Word-for-word transcription: reproduce all of the data, but not the pictures.

Stored items:
------------------------------------------------------------------------
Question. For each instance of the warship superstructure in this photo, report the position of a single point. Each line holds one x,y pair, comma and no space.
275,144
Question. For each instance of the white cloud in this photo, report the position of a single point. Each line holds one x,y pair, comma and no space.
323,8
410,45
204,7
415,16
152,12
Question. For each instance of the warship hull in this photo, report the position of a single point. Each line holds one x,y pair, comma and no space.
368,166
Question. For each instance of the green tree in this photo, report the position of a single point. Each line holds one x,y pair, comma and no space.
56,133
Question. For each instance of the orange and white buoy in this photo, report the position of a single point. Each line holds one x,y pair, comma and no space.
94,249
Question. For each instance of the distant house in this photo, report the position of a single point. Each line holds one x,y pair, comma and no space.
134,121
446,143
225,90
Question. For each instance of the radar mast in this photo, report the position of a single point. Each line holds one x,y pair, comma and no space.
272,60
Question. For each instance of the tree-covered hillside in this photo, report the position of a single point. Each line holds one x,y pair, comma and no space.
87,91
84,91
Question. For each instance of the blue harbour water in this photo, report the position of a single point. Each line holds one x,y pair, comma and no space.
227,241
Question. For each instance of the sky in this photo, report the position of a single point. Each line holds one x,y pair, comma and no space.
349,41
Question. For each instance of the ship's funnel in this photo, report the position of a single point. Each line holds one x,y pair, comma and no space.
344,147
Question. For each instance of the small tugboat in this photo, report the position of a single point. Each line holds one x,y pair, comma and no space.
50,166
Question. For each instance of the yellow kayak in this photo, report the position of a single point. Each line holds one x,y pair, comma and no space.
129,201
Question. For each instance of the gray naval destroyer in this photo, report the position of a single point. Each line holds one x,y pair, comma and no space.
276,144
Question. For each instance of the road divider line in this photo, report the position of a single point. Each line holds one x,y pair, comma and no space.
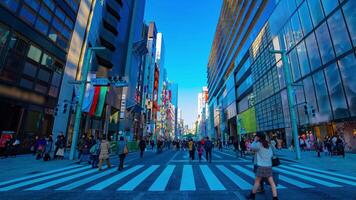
38,175
213,182
133,183
252,174
187,183
161,182
30,182
115,178
241,183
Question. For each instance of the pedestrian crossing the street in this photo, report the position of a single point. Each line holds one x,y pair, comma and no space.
183,177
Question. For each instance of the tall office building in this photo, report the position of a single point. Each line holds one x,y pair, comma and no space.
247,90
35,38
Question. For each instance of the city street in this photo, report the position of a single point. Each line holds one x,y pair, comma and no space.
170,175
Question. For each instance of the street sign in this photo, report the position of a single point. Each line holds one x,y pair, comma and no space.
100,82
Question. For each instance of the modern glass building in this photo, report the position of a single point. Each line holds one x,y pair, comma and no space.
246,82
34,41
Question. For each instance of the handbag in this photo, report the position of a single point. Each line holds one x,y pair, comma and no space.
126,150
275,162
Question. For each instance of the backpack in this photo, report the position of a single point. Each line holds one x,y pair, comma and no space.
208,145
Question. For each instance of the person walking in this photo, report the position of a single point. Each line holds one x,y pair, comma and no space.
200,151
208,148
95,151
142,146
242,148
190,148
122,151
48,148
104,153
264,154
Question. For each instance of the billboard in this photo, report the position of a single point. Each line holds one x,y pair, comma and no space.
246,121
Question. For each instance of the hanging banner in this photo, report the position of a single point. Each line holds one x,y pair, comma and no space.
101,101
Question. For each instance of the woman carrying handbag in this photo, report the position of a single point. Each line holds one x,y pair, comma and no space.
264,154
122,151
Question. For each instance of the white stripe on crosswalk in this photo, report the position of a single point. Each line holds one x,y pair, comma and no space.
241,183
214,155
213,182
321,175
62,180
187,183
307,178
291,181
21,184
252,175
161,182
114,179
324,172
87,180
133,183
38,175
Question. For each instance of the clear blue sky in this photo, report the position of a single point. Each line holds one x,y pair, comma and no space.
188,28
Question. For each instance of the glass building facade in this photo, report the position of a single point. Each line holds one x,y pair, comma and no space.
34,41
319,37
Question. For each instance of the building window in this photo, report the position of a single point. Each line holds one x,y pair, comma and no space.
322,97
350,16
10,4
50,4
4,34
34,53
42,26
294,64
27,14
336,92
303,59
305,18
30,69
347,67
316,11
45,13
338,33
329,6
313,52
324,42
296,27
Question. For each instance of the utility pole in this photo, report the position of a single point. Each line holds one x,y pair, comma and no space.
78,114
291,100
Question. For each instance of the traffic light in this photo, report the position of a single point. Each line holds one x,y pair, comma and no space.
313,111
65,107
56,111
306,109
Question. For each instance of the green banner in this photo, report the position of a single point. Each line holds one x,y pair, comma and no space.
247,121
101,101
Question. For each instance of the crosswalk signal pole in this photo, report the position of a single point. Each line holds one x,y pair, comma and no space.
291,100
78,114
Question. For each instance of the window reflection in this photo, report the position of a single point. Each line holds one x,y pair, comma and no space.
316,11
324,109
305,18
336,92
294,64
347,67
324,42
313,51
303,59
338,33
350,16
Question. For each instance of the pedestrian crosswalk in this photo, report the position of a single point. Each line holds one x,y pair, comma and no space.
184,177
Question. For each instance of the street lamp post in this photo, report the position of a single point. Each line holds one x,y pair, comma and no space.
78,114
291,100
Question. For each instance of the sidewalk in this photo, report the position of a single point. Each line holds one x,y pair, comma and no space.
338,164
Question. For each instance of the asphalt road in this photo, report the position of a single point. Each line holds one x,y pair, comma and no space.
170,175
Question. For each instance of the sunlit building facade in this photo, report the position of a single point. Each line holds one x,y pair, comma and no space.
246,82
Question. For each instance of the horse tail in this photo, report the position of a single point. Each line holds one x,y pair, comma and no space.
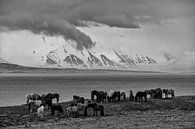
92,95
102,110
58,97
------------------------------------------------------------------------
* Output of the exercise:
Question. For each instance of the warship superstructure in this photo, report the position of a single point. Each line holds one x,y pair, comma and no space.
275,144
Question. For each instance of the white cloud in this photo, report the position of a single point. Each line holds one x,y pair, comma and no space.
323,8
410,45
204,7
415,16
152,12
Question. For each instance of the warship hull in this photo, report the position of a single point. Each line holds one x,y pair, comma and no space.
368,166
Question. For each instance of the green tree in this photo, report the position of a single point. Each line holds one x,y pair, comma and no space.
56,133
Question. For each instance of the orange and white buoy in this photo, report the position of a single point. Each line holds one x,y pair, comma and no space.
94,249
Question. For each instance of the distant house in this photo, report the position of a single point. Each line holds one x,y pair, comma and no space.
134,121
446,143
225,90
Question. For each instance of the radar mast in this photo, report the position of a single point. Each line holds one x,y pair, comma and no space.
272,60
Question. For each instance of the tree-covered hillside in this photo, report the position of a single point. Each line holds one x,y pair, comma and no space.
87,91
84,91
Question. For each instance of the blue harbour water in this photo, report the position of a single point. Each line holds one x,y pair, comma and no space.
227,241
Question. For each instance of the sky in this photo, report the position of a single point. Each line holds one x,y pair, comma and no space.
349,41
Question. For each instance of the ship's funnel in this photo, report the position of a single point. Each line holds one x,y pair, comma and no space.
344,147
Question. For each instance of the small tugboat in this photo, report the position of a single point. Each line holds one x,y pair, comma and no space.
50,166
Question. For each instance of the yellow kayak in this photo, report the position of a single point. Each line holds one x,y pair, comma and no space.
129,201
Question. For each instance of the gray naval destroyer in this photo, report the position of a single point. Each line holds one x,y pair, comma and no space.
276,144
Question. For each instance of the road divider line in this photo, report the position of a single point. Each line holds one x,y pair, comma and no space.
38,175
213,182
133,183
252,174
187,183
161,182
30,182
115,178
241,183
Question. For each instance of the pedestrian crossing the street in this photo, report the position of a single point. Each line holds one x,y pair, comma and no space.
183,177
Question. For each instance of the tall office building in this photo, report the position of a single point. Each line holds one x,y pair, comma and no space.
247,90
35,38
Question. For each instance of the city street in this photo, report the position of a single point. Each line holds one x,y pair, comma and no space.
170,175
Question. For each instance of the street sign in this photo, report the position of a single point. Each line holds one x,y pair, comma and no space.
100,82
Question. For each instance of the modern glass building in this photo, report the position of a single point. Each line holds one x,y pair, comma and no space.
246,82
34,41
Question. For each instance of the handbag in this photo, report the position of a single point. Each line holds one x,y pair, comma and no space.
126,150
275,162
Question. For each instance of the backpack in this photo, report the position of a single point. Each line holds one x,y pair, comma and no space.
208,145
Question. For each instance of the person walking in this photo, report the position of a single point. Each line holds one x,y pair, comma and no space.
200,151
208,148
95,151
142,146
242,148
190,148
122,151
48,148
104,153
264,154
Question. For each instance of the billboard in this photo, report the position of a single point. Each line holds one x,y pair, comma and no space.
246,121
Question. For each instance of the hanging banner in this photo, report the position of a single point. Each line holds one x,y pair, comma and no space.
101,101
Question. For each instance of the woman carrying handbag in this photo, report the position of a single point. Each line holds one x,y pair, comma and no space.
264,154
122,151
Question. For each instance of the white stripe on crosswalk in this photo, report the position of a single point. Each line holds one x,y pair, comma and no space.
241,183
214,155
213,182
321,175
62,180
187,183
307,178
291,181
21,184
252,175
161,182
114,179
324,172
87,180
133,183
38,175
Question. For each instance of the clear blue sky in this photo, report the position of a single point. Each line holds one x,y pair, comma and no space.
188,28
Question. For each instance of the glass building facade in this photo, report the position of a single point. Each line holds one x,y pair, comma and no space.
34,41
319,37
Question. For each instance of the building window in this photo, report the position of a single point. Each line holds one x,y pair, comma and no space.
322,97
350,16
10,4
50,4
4,34
34,53
42,26
294,64
27,14
336,92
303,59
305,18
30,69
347,67
316,11
45,13
338,33
329,6
313,52
324,42
296,27
Question. For each instance of the utility pole in this photo, report the position of a single point. Each line holds one x,y pair, comma and no space.
78,114
291,100
Question. For each instance of the traffic light in this photo, report the position of a single point. Each line holds one x,y pair, comma and no space.
313,111
65,107
56,111
306,109
Question. For each instance of the green banner in this photo, report the position of a single point. Each line holds one x,y pair, comma and no space.
247,121
101,101
Question. For each instance of the crosswalk signal pole in this photo, report the position of a single point. Each line holds one x,y pair, comma and no space.
291,100
78,114
Question. For each instance of the window reflection in this photo, report the position of a single point. Each line holds one x,y pair, comma and no space.
316,11
324,109
305,18
336,92
294,64
347,67
324,42
313,51
303,59
338,33
350,16
Question. For each instance of the pedestrian crosswalk in this photo, report the position of a single point. Each line holds one x,y pair, comma and no space.
184,177
Question. For each instance of the street lamp post in this photo, report the position of a single point. Each line holds one x,y pair, comma and no space.
78,114
291,100
Question. For each instance of the sidewalk in this photo, report the position of a single point. Each line holds one x,y pair, comma and no space.
338,164
Question. For each instance of the asphalt road in this photo, report the position of a single point. Each line holds one x,y pair, comma and no space.
170,175
Question. For each instance of the sunlit building facade in this photo, report the position of a single point. Each line holds one x,y pair, comma and no space.
246,82
Question. For each instance of the horse tail in this photo, report the position of a single point. Each line holds one x,y pair, comma and no space.
92,95
102,110
58,97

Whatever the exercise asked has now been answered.